(Records from a dataset)
■ ■ ■ ■

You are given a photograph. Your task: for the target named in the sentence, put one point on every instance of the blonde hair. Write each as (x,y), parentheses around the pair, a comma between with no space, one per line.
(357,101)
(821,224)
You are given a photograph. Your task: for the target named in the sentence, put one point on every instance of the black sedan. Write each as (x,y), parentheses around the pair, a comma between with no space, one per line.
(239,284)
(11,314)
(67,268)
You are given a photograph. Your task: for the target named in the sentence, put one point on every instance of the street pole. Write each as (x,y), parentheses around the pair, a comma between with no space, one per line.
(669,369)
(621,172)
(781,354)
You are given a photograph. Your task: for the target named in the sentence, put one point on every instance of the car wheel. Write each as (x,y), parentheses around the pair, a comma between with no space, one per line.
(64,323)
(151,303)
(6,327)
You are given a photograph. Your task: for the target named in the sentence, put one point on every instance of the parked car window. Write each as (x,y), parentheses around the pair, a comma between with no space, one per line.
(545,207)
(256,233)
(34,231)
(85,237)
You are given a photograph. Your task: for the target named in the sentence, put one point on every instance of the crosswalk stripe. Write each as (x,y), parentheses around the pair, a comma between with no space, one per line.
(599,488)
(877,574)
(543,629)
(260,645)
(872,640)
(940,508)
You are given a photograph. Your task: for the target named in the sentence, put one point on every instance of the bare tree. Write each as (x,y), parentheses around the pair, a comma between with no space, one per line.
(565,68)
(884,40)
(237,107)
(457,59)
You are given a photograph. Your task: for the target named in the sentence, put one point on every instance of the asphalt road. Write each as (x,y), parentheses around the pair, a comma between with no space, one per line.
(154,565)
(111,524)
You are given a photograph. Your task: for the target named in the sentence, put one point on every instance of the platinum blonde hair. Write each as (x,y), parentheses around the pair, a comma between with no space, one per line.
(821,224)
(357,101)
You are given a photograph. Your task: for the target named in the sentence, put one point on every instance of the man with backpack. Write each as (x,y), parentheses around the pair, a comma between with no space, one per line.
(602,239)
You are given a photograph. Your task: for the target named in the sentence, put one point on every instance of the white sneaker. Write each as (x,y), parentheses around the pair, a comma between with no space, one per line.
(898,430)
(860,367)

■ ■ ■ ■

Recopy all the lines exactly as they appear.

You are given a photograph. Your task: for the target named in the sentence, put one point on every instance of the blonde hair. Write each as (x,y), parentheses around the pair, a comma between with no space, one per line.
(357,101)
(821,224)
You are given a photograph. Your task: for the target named in the sentence, put one point on every instance of the black sedan. Write each as (x,y), parentheses around the pair, a comma between with no space, one per line.
(239,284)
(11,314)
(67,268)
You are given a photograph. Your task: for the target named in the sentence, put one point on every instance of the street pole. Write each as (x,y), parentheses around the pair, a comma between with no space, one per line.
(669,369)
(621,172)
(781,354)
You are given a photograph. Your task: for the target named in the sentence, put one point on every instance of the car wheel. Write each as (x,y), parentheses around the pair, a comma between with no space, one per line.
(64,323)
(151,303)
(6,327)
You are given a photograph. Your task: for the target named in the sentence, put one point on every instance of the parked car window. Write each as (x,y), parentheses around the pair, a comma between with no space, one per line.
(545,207)
(256,233)
(34,231)
(85,237)
You are given a photograph. Your task: for the target named in the sentence, put one point on every instance of the crosswalk stripe. Write each as (x,y), parentheses around the pair, a comma between with no space, one per line.
(599,488)
(877,574)
(543,629)
(260,645)
(872,640)
(940,508)
You are given a photograph. Your task: for the target named in the sentence, put one point on every instance of the bare tree. Write each as (x,y), parentheses around the pair, a comma between with no space, one per line.
(565,68)
(884,40)
(237,107)
(457,59)
You are given a photograph. Your task: for the target named in the sentence, put one point on every instance of the asphalt road. Write each as (x,y), parentheses around the pair, a comma between with no space, one per line.
(154,565)
(111,524)
You are given a photograph. Your task: for the target named in the sentence, put one point on every instance of the platinum blonde hair. Write each as (x,y), parentheses around the pair, a comma between with no space, one per line.
(821,224)
(357,101)
You are given a photograph. Your task: for the target named in the sentence, put one point on every instance of the man with backpack. Write each as (x,y), parentheses around the pair, a comma between with no space, one per line.
(602,239)
You are given a photograph. Your task: for the target named in the sentence, put one point on every instance of the white sneaker. Write each as (x,y), parentheses around the pair, a comma between with no space, one per line.
(898,430)
(860,367)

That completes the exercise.